----- DATASET CONTENT -----

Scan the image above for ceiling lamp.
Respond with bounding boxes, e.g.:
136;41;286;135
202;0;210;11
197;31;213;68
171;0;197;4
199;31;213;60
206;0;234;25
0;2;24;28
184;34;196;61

-----

TO DO: Give back the whole listing above, identical in every line.

RESPONSE TO THE TASK:
Scan the image above for ceiling lamp.
Respond with bounding boxes, e.g.:
136;41;286;135
202;0;210;11
197;31;213;68
171;0;197;4
199;31;213;60
206;0;234;25
0;2;24;28
184;34;196;61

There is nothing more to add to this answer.